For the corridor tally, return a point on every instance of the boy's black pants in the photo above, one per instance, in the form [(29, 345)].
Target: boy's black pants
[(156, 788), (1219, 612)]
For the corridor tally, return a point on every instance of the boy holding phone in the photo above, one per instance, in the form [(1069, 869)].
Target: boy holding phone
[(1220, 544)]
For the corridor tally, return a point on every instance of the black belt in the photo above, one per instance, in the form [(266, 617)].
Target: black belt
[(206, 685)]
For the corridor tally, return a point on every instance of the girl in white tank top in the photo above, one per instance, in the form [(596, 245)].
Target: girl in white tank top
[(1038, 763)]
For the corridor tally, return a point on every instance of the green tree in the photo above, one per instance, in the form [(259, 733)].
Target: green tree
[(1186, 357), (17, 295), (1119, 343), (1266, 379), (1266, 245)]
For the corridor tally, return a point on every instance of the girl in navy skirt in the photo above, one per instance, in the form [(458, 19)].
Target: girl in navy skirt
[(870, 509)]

■ Your assignment ■
Would you transcribe exactly the lines from the one containing "Target: boy's black pants" to the end of the material, and leave out the rest?

■ Written solution ■
Target: boy's black pants
[(156, 788), (1219, 612)]
For the corridor tally, return a point on every instance of the boy holding phone in the photo above, one per instance, in the form [(1069, 869)].
Target: boy holding phone
[(1220, 544)]
For the corridor tally, return a point on every instance of the black belt in the photo above, one per instance, in the form [(266, 617)].
Target: black belt
[(206, 685)]
For the corridor tally, return a point on every instance of the girl in white tank top in the photo above, one per instance, in the form [(596, 245)].
Target: girl in white tank top
[(1038, 763)]
For the corridor tally, return a point on every instance of the green tree in the photo above, one per instance, in the form [(259, 733)].
Target: green tree
[(1186, 357), (17, 295), (1119, 343), (1266, 379), (1266, 245)]
For the corridor tally, return a point on every instance of the girl in navy skirt in the photo above, one per instance, in the form [(458, 19)].
Target: girl in navy skirt
[(870, 509)]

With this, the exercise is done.